╭─ RECORD EXCERPTS

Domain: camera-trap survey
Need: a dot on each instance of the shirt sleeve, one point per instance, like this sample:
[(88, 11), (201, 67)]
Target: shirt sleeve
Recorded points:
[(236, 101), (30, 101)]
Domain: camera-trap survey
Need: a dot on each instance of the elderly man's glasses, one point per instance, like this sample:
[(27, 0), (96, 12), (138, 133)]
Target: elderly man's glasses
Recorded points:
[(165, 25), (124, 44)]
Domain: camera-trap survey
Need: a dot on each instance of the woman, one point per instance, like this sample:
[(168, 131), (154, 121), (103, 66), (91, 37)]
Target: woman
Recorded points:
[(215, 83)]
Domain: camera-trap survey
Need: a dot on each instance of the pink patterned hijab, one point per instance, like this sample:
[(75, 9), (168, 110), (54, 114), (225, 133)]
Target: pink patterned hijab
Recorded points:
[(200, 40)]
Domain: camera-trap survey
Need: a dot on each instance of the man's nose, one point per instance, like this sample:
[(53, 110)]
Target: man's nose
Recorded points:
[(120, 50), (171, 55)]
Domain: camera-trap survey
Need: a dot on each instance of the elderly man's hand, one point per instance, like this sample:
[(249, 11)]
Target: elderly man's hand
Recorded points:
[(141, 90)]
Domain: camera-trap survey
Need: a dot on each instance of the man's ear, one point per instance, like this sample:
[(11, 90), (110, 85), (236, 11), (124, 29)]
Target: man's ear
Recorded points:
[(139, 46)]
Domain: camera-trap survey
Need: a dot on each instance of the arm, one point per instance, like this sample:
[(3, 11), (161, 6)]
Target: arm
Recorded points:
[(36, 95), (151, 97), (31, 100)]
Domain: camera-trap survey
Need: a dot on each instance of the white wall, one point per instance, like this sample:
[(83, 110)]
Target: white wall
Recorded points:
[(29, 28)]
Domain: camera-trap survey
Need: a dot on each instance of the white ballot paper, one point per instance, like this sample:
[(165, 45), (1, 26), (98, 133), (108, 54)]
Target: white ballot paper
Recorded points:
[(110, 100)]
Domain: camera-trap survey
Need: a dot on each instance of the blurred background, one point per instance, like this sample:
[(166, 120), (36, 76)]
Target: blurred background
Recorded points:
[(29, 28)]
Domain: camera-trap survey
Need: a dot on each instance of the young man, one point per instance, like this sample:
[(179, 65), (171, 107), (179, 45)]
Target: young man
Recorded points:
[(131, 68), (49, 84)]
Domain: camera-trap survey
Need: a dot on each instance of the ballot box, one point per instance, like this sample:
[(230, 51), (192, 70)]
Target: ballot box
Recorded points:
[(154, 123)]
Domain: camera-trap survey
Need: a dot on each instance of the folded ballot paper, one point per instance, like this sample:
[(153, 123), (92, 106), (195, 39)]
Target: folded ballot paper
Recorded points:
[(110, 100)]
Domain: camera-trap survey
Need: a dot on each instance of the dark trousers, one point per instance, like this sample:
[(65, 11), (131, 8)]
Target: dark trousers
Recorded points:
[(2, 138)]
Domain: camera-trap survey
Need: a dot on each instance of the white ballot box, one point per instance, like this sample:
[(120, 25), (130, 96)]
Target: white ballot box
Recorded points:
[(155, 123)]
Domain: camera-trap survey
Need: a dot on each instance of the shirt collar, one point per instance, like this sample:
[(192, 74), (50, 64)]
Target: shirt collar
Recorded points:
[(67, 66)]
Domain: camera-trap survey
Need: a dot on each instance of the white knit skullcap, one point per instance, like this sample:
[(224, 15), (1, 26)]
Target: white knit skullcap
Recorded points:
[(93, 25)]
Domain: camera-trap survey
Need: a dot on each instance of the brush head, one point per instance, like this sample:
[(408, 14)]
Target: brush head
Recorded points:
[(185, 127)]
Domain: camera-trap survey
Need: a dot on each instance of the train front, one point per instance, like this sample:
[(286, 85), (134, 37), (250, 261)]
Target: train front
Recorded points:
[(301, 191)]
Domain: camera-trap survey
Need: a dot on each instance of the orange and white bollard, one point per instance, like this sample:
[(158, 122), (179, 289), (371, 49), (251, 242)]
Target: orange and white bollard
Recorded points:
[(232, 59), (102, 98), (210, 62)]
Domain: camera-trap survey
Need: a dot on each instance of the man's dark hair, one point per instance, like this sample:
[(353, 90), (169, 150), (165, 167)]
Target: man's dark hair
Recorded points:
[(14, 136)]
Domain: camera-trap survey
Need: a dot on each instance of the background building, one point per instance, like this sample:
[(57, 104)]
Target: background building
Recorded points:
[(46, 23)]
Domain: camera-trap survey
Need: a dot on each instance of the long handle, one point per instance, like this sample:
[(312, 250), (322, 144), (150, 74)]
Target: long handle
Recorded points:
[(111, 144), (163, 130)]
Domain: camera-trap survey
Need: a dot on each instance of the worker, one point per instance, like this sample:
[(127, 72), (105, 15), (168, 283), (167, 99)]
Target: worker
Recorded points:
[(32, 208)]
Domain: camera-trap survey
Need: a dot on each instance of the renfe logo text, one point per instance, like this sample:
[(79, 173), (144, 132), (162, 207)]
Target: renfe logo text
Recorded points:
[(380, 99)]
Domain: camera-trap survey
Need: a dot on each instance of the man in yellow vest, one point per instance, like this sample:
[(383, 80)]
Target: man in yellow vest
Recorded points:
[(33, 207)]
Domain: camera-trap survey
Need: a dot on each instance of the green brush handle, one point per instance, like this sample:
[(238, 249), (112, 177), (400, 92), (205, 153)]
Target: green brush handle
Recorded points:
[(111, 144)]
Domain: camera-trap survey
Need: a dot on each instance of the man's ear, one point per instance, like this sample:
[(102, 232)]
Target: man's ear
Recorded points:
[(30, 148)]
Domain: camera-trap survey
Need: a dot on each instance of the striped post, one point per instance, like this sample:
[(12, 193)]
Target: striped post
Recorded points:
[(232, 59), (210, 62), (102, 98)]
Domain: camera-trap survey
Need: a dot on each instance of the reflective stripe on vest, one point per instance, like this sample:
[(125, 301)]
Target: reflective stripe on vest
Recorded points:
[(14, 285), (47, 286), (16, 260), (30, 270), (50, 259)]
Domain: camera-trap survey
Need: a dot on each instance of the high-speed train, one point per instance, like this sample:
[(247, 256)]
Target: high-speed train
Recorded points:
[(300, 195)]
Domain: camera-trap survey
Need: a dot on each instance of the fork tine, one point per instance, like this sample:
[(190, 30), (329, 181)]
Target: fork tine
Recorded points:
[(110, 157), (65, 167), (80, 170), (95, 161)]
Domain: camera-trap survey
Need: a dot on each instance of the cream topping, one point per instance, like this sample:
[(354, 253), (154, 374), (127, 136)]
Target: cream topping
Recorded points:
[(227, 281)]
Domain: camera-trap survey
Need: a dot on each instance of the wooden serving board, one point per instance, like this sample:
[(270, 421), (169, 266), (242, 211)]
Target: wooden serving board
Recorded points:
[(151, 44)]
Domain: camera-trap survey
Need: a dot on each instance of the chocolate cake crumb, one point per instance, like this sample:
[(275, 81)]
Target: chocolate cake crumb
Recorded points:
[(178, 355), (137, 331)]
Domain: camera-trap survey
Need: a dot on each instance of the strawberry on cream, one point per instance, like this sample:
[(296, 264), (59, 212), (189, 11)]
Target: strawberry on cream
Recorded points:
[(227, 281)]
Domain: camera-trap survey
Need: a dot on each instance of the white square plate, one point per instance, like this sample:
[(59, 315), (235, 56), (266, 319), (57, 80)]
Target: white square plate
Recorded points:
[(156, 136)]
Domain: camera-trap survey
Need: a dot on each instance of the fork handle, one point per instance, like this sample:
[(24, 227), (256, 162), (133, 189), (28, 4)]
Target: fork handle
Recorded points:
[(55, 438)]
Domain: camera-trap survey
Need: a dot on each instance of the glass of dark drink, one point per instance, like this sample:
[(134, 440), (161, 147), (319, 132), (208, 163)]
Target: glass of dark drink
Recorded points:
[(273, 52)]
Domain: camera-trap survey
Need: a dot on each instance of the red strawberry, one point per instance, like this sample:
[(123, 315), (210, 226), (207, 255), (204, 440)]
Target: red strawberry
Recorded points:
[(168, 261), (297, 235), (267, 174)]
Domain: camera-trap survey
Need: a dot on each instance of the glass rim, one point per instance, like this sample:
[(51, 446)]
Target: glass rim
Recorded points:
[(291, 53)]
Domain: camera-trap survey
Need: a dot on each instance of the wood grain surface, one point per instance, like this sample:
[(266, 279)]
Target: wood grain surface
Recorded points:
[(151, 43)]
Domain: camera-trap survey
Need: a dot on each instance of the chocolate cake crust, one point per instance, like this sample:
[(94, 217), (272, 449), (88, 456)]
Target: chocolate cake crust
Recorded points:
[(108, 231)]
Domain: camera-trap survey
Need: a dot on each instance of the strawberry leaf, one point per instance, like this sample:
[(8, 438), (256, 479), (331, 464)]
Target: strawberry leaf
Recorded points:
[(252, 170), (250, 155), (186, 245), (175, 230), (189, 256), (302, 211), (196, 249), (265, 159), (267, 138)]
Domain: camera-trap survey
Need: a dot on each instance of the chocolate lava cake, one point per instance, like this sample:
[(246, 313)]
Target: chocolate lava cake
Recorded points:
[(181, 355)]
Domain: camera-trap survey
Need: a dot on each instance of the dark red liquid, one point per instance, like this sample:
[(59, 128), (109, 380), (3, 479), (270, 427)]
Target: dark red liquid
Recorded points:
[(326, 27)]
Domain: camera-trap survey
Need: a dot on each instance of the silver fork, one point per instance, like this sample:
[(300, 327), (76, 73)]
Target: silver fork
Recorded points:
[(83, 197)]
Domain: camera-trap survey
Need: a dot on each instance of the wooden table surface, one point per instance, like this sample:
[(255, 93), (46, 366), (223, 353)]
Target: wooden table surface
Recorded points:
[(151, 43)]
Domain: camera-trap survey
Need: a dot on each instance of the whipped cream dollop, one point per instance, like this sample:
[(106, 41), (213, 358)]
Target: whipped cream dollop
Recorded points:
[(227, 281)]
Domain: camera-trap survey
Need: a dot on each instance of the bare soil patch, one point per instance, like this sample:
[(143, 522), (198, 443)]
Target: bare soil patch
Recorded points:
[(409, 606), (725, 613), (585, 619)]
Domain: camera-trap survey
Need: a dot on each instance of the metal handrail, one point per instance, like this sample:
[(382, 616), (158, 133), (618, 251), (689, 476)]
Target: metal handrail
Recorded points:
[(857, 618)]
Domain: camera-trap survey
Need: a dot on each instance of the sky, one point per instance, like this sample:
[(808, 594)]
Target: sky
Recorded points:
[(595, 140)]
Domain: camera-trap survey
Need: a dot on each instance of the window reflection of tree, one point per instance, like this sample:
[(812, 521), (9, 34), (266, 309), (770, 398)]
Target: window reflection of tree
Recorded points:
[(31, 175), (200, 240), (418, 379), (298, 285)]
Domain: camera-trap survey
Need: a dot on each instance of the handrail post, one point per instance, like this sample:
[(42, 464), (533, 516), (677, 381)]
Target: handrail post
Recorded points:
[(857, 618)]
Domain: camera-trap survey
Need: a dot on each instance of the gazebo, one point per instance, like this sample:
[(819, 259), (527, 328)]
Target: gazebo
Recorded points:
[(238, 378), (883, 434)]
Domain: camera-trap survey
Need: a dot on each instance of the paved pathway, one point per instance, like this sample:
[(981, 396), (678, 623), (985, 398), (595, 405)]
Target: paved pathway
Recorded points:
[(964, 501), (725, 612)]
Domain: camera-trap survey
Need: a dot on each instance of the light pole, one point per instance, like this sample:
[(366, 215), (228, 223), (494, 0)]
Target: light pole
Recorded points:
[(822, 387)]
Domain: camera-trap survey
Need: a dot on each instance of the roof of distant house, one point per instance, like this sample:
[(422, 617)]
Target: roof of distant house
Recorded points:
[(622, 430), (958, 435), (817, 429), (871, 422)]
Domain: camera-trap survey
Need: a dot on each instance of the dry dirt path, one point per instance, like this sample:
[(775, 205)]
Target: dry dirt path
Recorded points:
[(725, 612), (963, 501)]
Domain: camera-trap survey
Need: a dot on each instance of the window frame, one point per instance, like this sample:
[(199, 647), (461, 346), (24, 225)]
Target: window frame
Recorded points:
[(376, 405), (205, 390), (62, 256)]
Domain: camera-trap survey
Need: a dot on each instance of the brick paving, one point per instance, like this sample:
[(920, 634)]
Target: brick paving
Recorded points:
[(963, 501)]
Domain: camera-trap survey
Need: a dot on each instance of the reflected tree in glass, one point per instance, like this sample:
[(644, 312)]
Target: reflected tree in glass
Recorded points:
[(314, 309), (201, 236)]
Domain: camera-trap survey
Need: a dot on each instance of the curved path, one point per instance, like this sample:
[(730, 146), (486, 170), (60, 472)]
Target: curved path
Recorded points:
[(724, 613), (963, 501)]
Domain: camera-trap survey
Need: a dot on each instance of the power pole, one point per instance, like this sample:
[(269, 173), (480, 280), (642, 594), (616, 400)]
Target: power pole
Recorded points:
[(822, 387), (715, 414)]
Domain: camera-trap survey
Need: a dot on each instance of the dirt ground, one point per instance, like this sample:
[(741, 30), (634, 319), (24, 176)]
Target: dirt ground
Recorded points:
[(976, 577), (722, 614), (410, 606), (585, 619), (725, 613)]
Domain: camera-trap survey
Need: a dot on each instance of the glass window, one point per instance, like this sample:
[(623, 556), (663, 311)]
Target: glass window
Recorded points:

╰─

## WHAT IS NEEDED
Say how many lines of the entries hold the string "nose". Nothing but the number should be given.

## EXERCISE ANSWER
2